* DATA RECORDS *
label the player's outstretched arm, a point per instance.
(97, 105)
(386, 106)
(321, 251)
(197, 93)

* TASK OBJECTIVE *
Rewrite the records above with "outstretched arm" swapped for "extended arm", leaving everything else unchanged.

* RIGHT ANSWER *
label the player's extended arm, a point per instance.
(97, 105)
(386, 106)
(321, 251)
(197, 93)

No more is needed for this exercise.